» **PASSAGE FOURNI**:
• • •
Les personnes réfugiées sont-elles « une opportunité » pour l'économie française ? L'une des premières réponses relève d'abord d'un besoin conjoncturel lié au marché du travail. « Au vu de la pénurie de compétences et de la main-d'œuvre dans certains métiers (logistique, informatique, service, industrie), oui, cette population est une opportunité », assure Bruce Roch, directeur RSE et Solidarité chez The Adecco Group. En France, selon les chiffres régulièrement avancés, entre 150 000 et 250 000 emplois (dont la majorité en CDD) ne seraient pas pourvus, notamment dans des métiers difficiles. En quête d'intégration, les réfugiés acceptent souvent ces emplois, pourtant loin de leur qualification initiale (lire le portrait de Ziad). L'envie de travailler est plus forte que tout. Une détermination qui peut devenir un atout pour les employeurs.
• • •
» **DONNÉES FOURNIES**:
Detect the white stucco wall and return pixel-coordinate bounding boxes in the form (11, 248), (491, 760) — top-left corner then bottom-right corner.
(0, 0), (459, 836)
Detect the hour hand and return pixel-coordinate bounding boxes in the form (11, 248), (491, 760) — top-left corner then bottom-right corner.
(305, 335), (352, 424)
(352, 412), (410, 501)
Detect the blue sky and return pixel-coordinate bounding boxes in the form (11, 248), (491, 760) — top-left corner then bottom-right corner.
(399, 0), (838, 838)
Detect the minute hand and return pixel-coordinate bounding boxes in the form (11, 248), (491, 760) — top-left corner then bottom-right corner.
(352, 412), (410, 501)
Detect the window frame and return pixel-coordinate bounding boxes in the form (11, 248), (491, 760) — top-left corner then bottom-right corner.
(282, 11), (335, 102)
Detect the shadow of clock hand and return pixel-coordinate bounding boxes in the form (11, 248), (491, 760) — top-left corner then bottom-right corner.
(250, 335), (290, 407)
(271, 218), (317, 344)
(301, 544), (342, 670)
• • •
» **À FAIRE**:
1 – Dans le passage fourni, quel poste Bruce Roch occupe-t-il chez The Adecco Group ?
2 – Relevez les métiers que le passage fourni cite entre parenthèses comme touchés par la pénurie de compétences et de main-d'œuvre.

» **RÉSULTATS ATTENDUS**:
1 – Il est directeur RSE et Solidarité.

2 – Logistique, informatique, service, industrie.